### Work request
Every record below must be retyped exactly, with the pictures left out.

### Data provided

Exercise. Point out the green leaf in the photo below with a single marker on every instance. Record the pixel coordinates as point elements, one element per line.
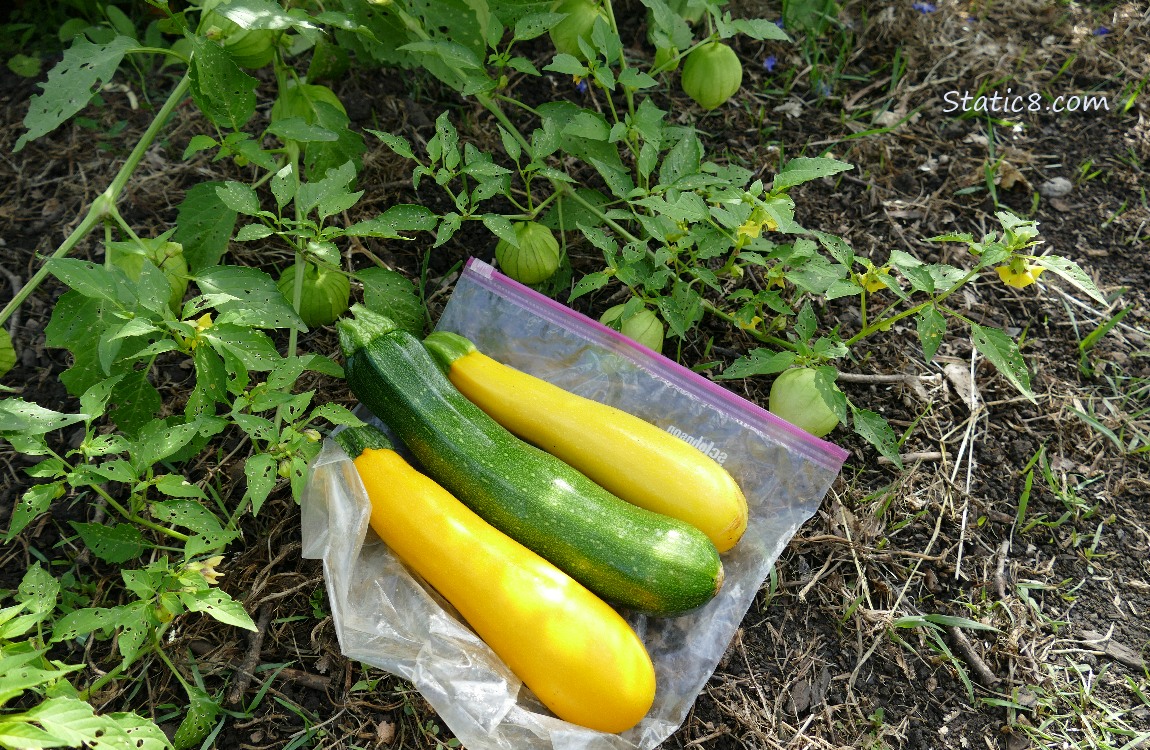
<point>320,157</point>
<point>567,64</point>
<point>397,219</point>
<point>24,66</point>
<point>250,346</point>
<point>391,293</point>
<point>16,675</point>
<point>211,382</point>
<point>398,144</point>
<point>682,310</point>
<point>683,160</point>
<point>220,605</point>
<point>589,283</point>
<point>336,414</point>
<point>32,503</point>
<point>160,438</point>
<point>199,143</point>
<point>758,29</point>
<point>284,185</point>
<point>261,14</point>
<point>247,297</point>
<point>1004,354</point>
<point>803,169</point>
<point>932,327</point>
<point>335,182</point>
<point>220,87</point>
<point>251,232</point>
<point>136,400</point>
<point>17,415</point>
<point>239,198</point>
<point>73,722</point>
<point>71,84</point>
<point>115,544</point>
<point>189,514</point>
<point>177,486</point>
<point>260,469</point>
<point>299,130</point>
<point>91,280</point>
<point>38,590</point>
<point>201,713</point>
<point>536,24</point>
<point>204,226</point>
<point>1072,273</point>
<point>758,361</point>
<point>875,430</point>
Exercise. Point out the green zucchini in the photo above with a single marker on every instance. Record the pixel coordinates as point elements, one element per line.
<point>631,557</point>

### Output
Exercise. Point out the green leaf in the photo below with a single marker on every instance. Record the pixel coordinates as point elements, one element per line.
<point>320,157</point>
<point>567,64</point>
<point>397,219</point>
<point>24,66</point>
<point>250,346</point>
<point>391,293</point>
<point>16,675</point>
<point>211,382</point>
<point>398,144</point>
<point>682,310</point>
<point>683,160</point>
<point>220,605</point>
<point>589,283</point>
<point>336,414</point>
<point>32,503</point>
<point>160,438</point>
<point>199,143</point>
<point>758,29</point>
<point>284,185</point>
<point>261,14</point>
<point>247,297</point>
<point>1004,354</point>
<point>803,169</point>
<point>932,327</point>
<point>335,182</point>
<point>220,87</point>
<point>251,232</point>
<point>136,400</point>
<point>17,415</point>
<point>239,198</point>
<point>73,722</point>
<point>71,84</point>
<point>115,544</point>
<point>189,514</point>
<point>177,486</point>
<point>260,469</point>
<point>299,130</point>
<point>91,280</point>
<point>38,590</point>
<point>201,713</point>
<point>536,24</point>
<point>204,226</point>
<point>1072,273</point>
<point>758,361</point>
<point>875,430</point>
Exercise. Point out the green zucchini in the photo above with a single marker on every instance. Record the pixel coordinates as point elements, one element per line.
<point>631,557</point>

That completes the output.